» **THE PROBLEM**:
Set down every record once more, exactly as given.

======== DATA EXTRACT

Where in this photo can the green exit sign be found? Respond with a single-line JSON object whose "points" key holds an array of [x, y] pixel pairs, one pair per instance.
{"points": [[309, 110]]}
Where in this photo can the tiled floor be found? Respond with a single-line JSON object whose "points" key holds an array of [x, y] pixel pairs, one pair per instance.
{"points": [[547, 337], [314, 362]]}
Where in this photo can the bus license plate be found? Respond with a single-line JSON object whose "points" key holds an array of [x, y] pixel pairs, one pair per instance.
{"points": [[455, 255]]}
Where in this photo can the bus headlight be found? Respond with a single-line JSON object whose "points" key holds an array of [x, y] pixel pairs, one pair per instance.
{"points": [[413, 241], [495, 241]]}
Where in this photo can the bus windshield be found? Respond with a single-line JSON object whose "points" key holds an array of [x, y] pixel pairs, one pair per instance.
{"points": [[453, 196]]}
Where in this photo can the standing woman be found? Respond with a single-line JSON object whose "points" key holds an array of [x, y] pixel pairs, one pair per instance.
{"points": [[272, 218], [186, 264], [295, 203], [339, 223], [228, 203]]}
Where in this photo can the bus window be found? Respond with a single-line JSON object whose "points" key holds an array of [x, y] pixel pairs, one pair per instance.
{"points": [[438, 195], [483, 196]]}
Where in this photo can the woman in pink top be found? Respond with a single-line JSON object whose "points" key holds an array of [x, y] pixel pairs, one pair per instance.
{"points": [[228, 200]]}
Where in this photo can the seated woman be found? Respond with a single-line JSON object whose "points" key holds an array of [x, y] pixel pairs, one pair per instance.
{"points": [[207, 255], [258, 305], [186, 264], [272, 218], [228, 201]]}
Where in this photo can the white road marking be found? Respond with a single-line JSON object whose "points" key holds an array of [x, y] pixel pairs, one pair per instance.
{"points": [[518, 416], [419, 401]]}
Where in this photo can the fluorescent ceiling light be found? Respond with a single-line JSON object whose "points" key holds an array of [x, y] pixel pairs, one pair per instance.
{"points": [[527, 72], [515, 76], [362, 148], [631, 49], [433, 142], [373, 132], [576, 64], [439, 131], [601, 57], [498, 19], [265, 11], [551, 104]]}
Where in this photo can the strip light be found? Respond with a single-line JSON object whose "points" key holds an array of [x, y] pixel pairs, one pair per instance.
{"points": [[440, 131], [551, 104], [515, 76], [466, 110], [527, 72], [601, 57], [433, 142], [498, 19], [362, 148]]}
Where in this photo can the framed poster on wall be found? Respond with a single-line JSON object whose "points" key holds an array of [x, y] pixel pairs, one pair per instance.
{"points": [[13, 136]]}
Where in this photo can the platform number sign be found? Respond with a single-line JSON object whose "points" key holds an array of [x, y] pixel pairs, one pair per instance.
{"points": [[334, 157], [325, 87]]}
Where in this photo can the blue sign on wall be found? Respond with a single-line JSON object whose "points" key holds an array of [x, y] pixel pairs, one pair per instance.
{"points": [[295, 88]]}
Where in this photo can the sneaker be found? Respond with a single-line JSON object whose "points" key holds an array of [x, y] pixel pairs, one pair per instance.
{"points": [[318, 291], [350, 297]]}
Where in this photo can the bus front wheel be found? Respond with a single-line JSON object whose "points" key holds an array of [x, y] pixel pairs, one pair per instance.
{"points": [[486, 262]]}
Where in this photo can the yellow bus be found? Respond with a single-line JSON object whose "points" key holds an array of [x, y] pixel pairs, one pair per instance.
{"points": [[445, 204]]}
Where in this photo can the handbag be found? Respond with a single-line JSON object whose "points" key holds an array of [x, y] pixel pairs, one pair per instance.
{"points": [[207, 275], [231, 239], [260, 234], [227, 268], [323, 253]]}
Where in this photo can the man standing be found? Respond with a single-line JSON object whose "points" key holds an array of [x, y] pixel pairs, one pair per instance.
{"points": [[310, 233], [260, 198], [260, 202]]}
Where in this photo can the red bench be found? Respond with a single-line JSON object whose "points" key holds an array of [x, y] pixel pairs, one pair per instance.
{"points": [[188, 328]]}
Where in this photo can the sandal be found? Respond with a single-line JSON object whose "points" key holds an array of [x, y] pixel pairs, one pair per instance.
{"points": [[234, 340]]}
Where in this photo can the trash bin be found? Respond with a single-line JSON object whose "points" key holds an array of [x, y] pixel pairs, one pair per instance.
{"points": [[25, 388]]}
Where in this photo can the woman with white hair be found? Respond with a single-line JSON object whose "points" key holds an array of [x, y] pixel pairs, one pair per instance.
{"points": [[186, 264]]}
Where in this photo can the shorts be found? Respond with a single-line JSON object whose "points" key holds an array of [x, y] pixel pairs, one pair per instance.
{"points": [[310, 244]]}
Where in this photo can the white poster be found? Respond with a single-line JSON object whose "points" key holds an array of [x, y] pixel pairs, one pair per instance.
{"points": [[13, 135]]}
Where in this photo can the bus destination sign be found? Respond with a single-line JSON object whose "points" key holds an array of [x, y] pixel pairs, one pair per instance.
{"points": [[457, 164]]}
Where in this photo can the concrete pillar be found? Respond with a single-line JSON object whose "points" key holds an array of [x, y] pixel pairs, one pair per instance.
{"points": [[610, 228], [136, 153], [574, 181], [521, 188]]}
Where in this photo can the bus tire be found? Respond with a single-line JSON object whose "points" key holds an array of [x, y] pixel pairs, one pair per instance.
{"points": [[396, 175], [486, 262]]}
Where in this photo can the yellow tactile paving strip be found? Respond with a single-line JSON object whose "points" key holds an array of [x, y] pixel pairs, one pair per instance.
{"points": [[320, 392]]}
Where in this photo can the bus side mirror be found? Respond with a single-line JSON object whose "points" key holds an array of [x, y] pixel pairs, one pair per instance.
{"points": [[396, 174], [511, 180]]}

================

» **RESULT FOR THIS EXERCISE**:
Where in this photo can the green exit sign be found? Respond with a single-line JSON object whose "points" key holds an array of [x, y] pixel pairs, one pair per instance.
{"points": [[309, 110]]}
Where in this photo can the tiled floor be found? Respond with a single-line JSON object whose "points" key holds an array of [x, y] pixel pairs, one pair per instance.
{"points": [[547, 337], [314, 362]]}
Where in this photo can the bus license plate be found? Respond with a single-line JSON object whose "points" key holds an array of [x, y] pixel pairs, one pair per instance.
{"points": [[455, 255]]}
Where in this photo can the bus headlight be found? Respond with a single-line JSON object whose "points" key holds an array of [x, y] pixel pairs, one pair per instance.
{"points": [[413, 241], [495, 241]]}
Where in this photo can the bus windshield be found? Respond with a single-line JSON object whose "points" key holds an array of [x, y] pixel pairs, one pair per instance.
{"points": [[453, 196]]}
Where in this photo can the standing woman be found? Respond with a single-line JSON object whose "points" key holds an array of [x, y] pixel pairs, one pair per instance.
{"points": [[272, 218], [186, 264], [295, 203], [339, 223], [228, 203]]}
Where in this photo can the bus window be found? Respond with a single-line JSON object whose "points" key holds an array of [x, y] pixel pairs, one pair per instance.
{"points": [[438, 195], [483, 196]]}
Where in this photo can the woman in pink top be found? Respond with a single-line JSON object whose "points" key holds an array of [x, y] pixel pairs, one pair per instance.
{"points": [[228, 200]]}
Where in this photo can the seated woman be found? Respond with a single-line JSON object whose "points" key holds an array of [x, y] pixel pairs, one pair per instance.
{"points": [[207, 255], [258, 305], [186, 264], [272, 218], [228, 201]]}
Where in this photo can the white road marking be found? Respond with a single-line JSON object whose "points" key holds an array of [x, y] pixel pairs, one pair per instance.
{"points": [[518, 416], [419, 401]]}
Where in this photo can the fluorescent ceiling light be found? Respond with a single-line JSON object whose "points" key holds an array of [x, y] pixel pairs, one pair per instance.
{"points": [[527, 72], [515, 76], [362, 148], [631, 49], [433, 142], [373, 132], [576, 64], [439, 131], [601, 57], [498, 19], [265, 11], [551, 104]]}
Where in this photo can the strip light be found? Respond with a single-line JSON object whose "points" key holds an array of [x, y] pixel pairs, one pair per instance.
{"points": [[440, 131], [551, 104], [515, 76], [466, 110], [527, 72], [601, 57], [433, 142], [498, 19], [362, 148]]}
Where in this photo can the framed poster on wall be found? Respond with a single-line JSON object whose "points" key holds an array of [x, y] pixel pairs, one pair per instance.
{"points": [[13, 136]]}
Where in this photo can the platform number sign be found? Respond with a single-line JSON object whose "points" key holds an array of [x, y] pixel pairs, one pair per instance.
{"points": [[334, 157], [325, 87]]}
Where in this photo can the blue sign on wall be found? Respond with a single-line JSON object whose "points" key holds an array of [x, y] pixel pairs, one pair per instance.
{"points": [[295, 88]]}
Where in this photo can the sneaker be found? Respond with a single-line JSON object whose "points" key holds an array of [x, y] pixel pairs, one pair per instance.
{"points": [[318, 291], [350, 297]]}
Where in this photo can the bus front wheel be found? Respond with a single-line JSON object whose "points" key holds an array of [x, y] pixel pairs, one pair per instance.
{"points": [[486, 262]]}
Where in this photo can the yellow bus be found? Respond with a single-line JSON object whose "points" key holds an array of [x, y] pixel pairs, one pair per instance.
{"points": [[445, 204]]}
Where in this photo can the handbag be found? Respond with a single-line JSON object whose "points" key holds an array of [x, y] pixel pairs, one pair per instance.
{"points": [[207, 275], [231, 239], [260, 234], [227, 268], [323, 253]]}
Where in this photo can the man standing be found? Respond with a single-line JSON object whose "points" key holds an array of [x, y] pixel pairs, one pair per instance.
{"points": [[310, 233], [260, 198], [260, 202]]}
Where in this photo can the red bench be found? Respond with a single-line JSON object whose "points" key holds an array of [x, y] pixel pairs, one pair per instance.
{"points": [[188, 328]]}
Where in this photo can the sandal be found? Respond with a single-line JSON object whose "points" key holds an array of [x, y] pixel pairs, one pair per instance.
{"points": [[234, 340]]}
Where in this photo can the trash bin be found? Respond with a single-line JSON object whose "points" key holds an array of [x, y] pixel pairs, one pair per instance.
{"points": [[25, 388]]}
Where in this photo can the woman with white hair be found? Respond with a single-line JSON object whose "points" key holds an array of [x, y] pixel pairs, one pair per instance.
{"points": [[186, 264]]}
Where in this photo can the shorts be found? Respond with a single-line JSON object whose "points" key holds an array of [x, y] pixel pairs, one pair per instance.
{"points": [[310, 244]]}
Where in this photo can the white poster be found? Respond with a single-line JSON object whose "points" key holds an array of [x, y] pixel pairs, one pair per instance.
{"points": [[13, 135]]}
Where in this photo can the bus destination sign be found? Respond with a single-line JSON object whose "points" key holds an array of [x, y] pixel pairs, one pair per instance.
{"points": [[457, 164]]}
Where in this photo can the concrete pillar be found? Respond with a single-line JSON object whose "points" key holds an array of [x, y] pixel pairs, one pair per instance.
{"points": [[610, 228], [136, 153], [574, 181], [521, 188]]}
Where in this photo can the bus tire be found? Respond with a single-line JSON object whose "points" key holds an array of [x, y] pixel pairs, one pair per instance.
{"points": [[396, 175], [486, 262]]}
Where in this photo can the yellow tactile paving strip be found? Respond with a single-line JSON object whose "points" key holds an array of [x, y] pixel pairs, one pair per instance.
{"points": [[320, 392]]}
Where in this photo can the bus side mirror be found? Respond with a single-line JSON object whose "points" key holds an array of [x, y] pixel pairs, one pair per instance.
{"points": [[396, 174], [511, 180]]}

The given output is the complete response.